Search the material below for lines containing the string "query", and copy every one you find.

________________________

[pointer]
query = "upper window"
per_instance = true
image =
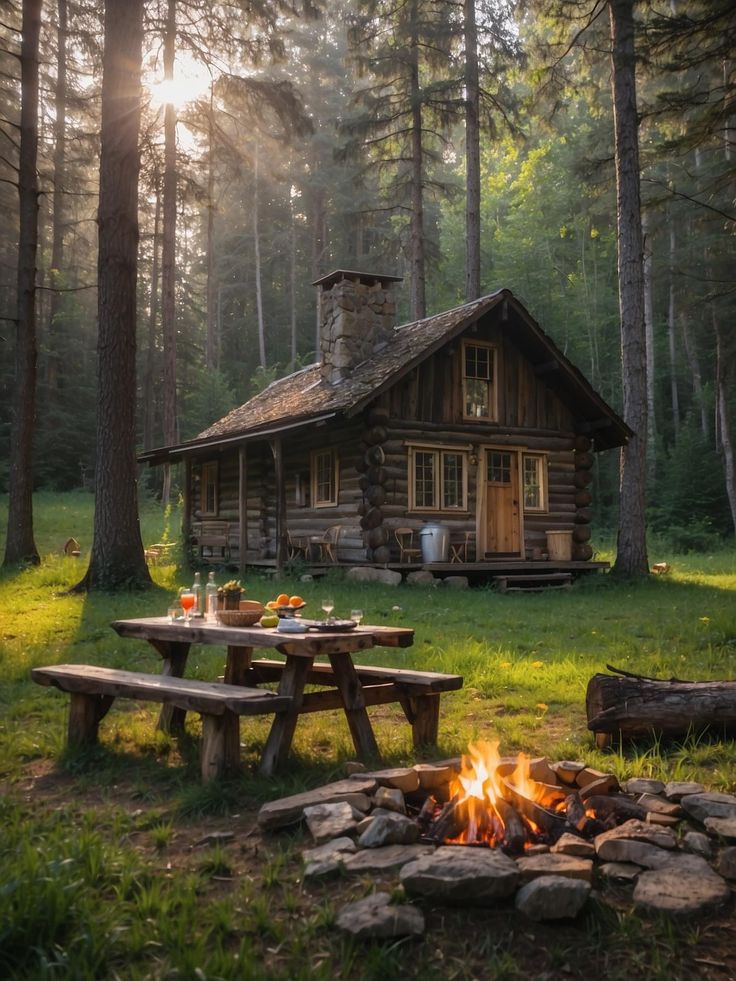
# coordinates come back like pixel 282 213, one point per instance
pixel 535 482
pixel 479 376
pixel 324 478
pixel 438 479
pixel 209 501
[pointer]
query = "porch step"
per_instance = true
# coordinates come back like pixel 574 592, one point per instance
pixel 532 582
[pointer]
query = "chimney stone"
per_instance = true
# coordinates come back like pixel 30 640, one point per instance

________________________

* EXERCISE ANSWER
query = "upper window"
query = "porch step"
query = "chimney stone"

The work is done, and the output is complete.